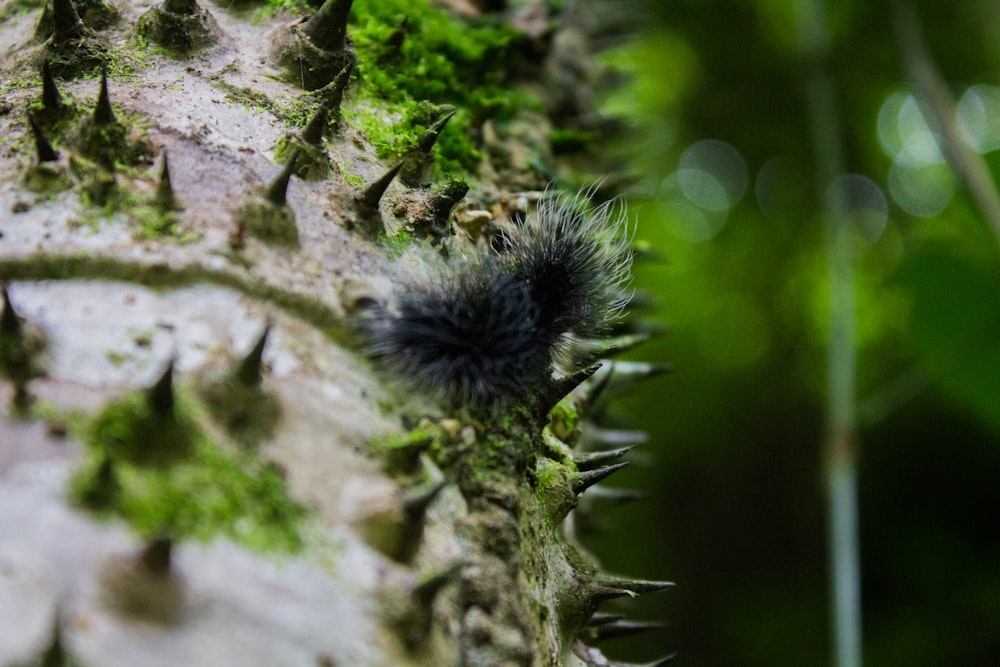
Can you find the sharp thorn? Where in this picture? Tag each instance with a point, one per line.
(277, 192)
(43, 148)
(161, 395)
(427, 590)
(369, 196)
(598, 593)
(103, 491)
(559, 389)
(637, 586)
(587, 479)
(156, 556)
(165, 198)
(10, 322)
(622, 628)
(432, 133)
(51, 99)
(417, 500)
(327, 28)
(66, 21)
(620, 344)
(614, 496)
(248, 373)
(103, 113)
(333, 92)
(592, 460)
(314, 130)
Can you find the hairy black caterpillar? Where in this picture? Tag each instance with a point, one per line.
(491, 330)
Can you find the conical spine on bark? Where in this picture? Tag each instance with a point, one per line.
(327, 29)
(370, 196)
(103, 113)
(181, 7)
(51, 98)
(277, 192)
(248, 372)
(316, 128)
(165, 199)
(160, 396)
(333, 93)
(43, 148)
(587, 479)
(430, 136)
(559, 389)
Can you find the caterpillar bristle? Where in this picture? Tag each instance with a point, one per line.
(491, 329)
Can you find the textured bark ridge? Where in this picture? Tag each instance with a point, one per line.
(198, 465)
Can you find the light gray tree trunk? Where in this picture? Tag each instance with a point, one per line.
(198, 466)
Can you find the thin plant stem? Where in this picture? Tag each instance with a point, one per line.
(938, 108)
(841, 444)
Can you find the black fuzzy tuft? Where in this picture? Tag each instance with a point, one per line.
(491, 332)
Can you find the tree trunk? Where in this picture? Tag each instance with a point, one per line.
(198, 463)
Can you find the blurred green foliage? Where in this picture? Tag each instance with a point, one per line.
(736, 458)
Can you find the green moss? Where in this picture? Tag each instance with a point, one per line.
(400, 452)
(167, 476)
(212, 493)
(294, 113)
(133, 430)
(564, 422)
(414, 57)
(247, 412)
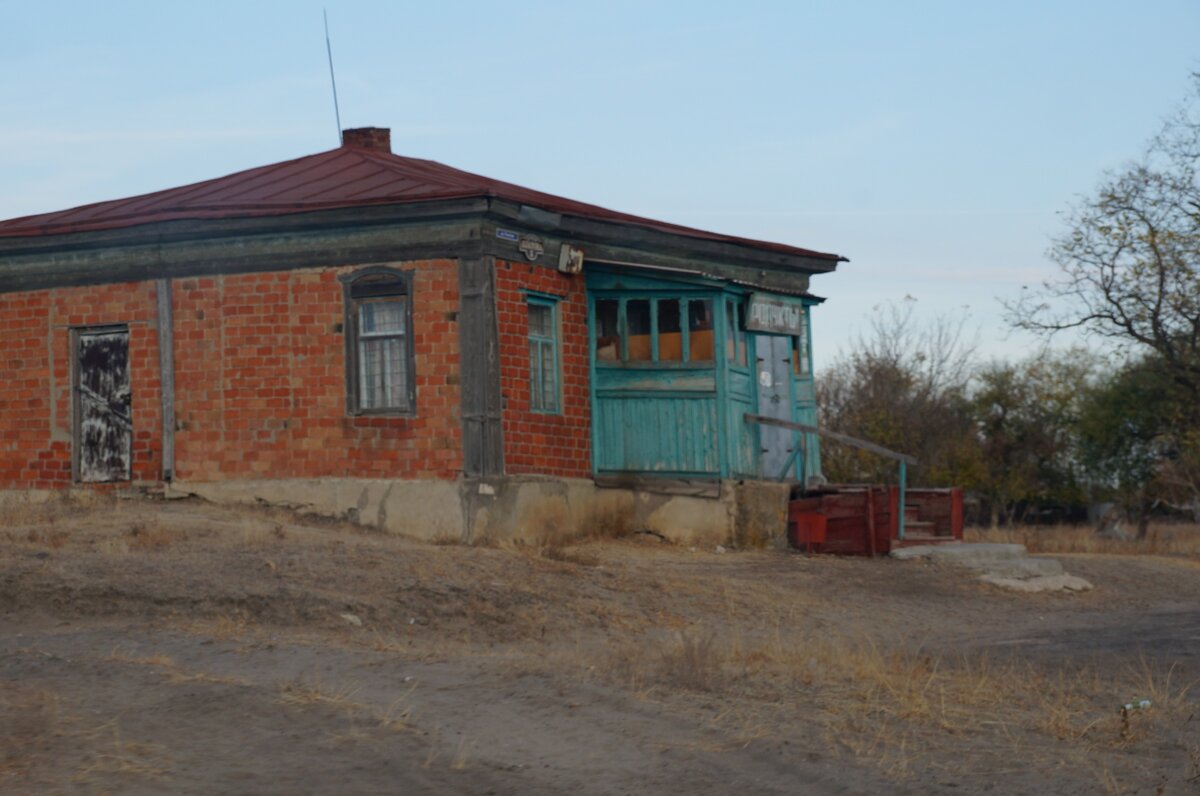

☆ ☆ ☆ ☆ ☆ ☆ ☆

■ Exercise goal ■
Give back, exactly and with nothing added, the lines from the line with "Can you find the thin" through the final line of the data, both included; leave pictures out.

■ Answer to this exercise ■
Can you find the thin plant stem? Where in this picture? Tag each instance with a point, one per line.
(938, 108)
(841, 444)
Can you find the black fuzzy tuft? Where in this picture? Tag each instance with a point, one per line.
(491, 332)
Can you find the tree trunk? Where in this picture? Tag each instance with a point, one per line.
(198, 463)
Can you find the blurred green foliage? Where in this picture? Tag each instance with a point, one per line.
(736, 458)
Can you find the green moss? Where in this picture? Tag each instance with a point, one per line.
(400, 452)
(167, 476)
(212, 493)
(294, 113)
(133, 430)
(564, 422)
(414, 57)
(247, 412)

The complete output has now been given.